(Text segment):
* * *
One Pound!! That’s what nutritionists say the average person will gain over the holidays. For the portly, the news is worse—they’ll add 5 pounds! If these numbers are set in gastronomique stone, what’s a foodie to do?
Nutritionists suggest including some of the following foods in your diet each day to help offset the harm done by those sugar plums dancing in your head (probably caused by the eggnog and boozy fruit cakes.) Here are a few foods to include on your plate along with sugar cookies.
Place a mental check mark by those you eat regularly. I conclude with a nutritionist’s tip for handling holiday desserts.
These little blue baubles are loaded with vitamins and minerals as well as anti-inflammatories and antioxidants. So I was delighted when a friend showed up at my house last week with ten plastic flats of huge blueberries purchased at the store for $1 each! Wow, what a haul! My small freezer overfloweth. I’m pleased, because I eat a handful every morning with my yogurt and have for years. I gave myself a check mark for this one.
* * *
(Task objective): Retype the holiday weight-gain text verbatim, from "Nutritionists suggest including" to "handling holiday desserts.".

(Extracted material):
* * *
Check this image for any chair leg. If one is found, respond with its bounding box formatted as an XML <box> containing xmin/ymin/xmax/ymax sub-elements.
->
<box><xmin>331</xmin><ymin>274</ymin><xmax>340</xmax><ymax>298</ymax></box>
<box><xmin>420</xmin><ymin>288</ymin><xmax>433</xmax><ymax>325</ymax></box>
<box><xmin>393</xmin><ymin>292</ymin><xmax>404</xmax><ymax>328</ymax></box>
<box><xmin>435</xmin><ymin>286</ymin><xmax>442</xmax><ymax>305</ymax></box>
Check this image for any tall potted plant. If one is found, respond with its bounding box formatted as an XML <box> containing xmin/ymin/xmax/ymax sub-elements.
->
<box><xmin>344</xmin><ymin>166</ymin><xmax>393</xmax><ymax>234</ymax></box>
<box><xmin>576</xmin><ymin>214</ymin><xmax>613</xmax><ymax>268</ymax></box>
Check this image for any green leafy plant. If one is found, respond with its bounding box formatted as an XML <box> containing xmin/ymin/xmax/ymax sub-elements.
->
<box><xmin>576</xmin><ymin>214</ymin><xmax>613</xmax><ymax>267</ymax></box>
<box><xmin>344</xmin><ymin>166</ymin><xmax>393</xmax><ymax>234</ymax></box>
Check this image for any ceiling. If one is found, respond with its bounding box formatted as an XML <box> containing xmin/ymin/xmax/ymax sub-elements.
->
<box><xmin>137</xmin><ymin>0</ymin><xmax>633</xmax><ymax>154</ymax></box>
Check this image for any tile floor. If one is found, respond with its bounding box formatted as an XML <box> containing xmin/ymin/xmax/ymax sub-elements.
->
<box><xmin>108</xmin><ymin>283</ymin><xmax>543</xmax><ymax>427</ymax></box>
* * *
(Solution for this exercise):
Nutritionists suggest including some of the following foods in your diet each day to help offset the harm done by those sugar plums dancing in your head (probably caused by the eggnog and boozy fruit cakes.) Here are a few foods to include on your plate along with sugar cookies.
Place a mental check mark by those you eat regularly. I conclude with a nutritionist’s tip for handling holiday desserts.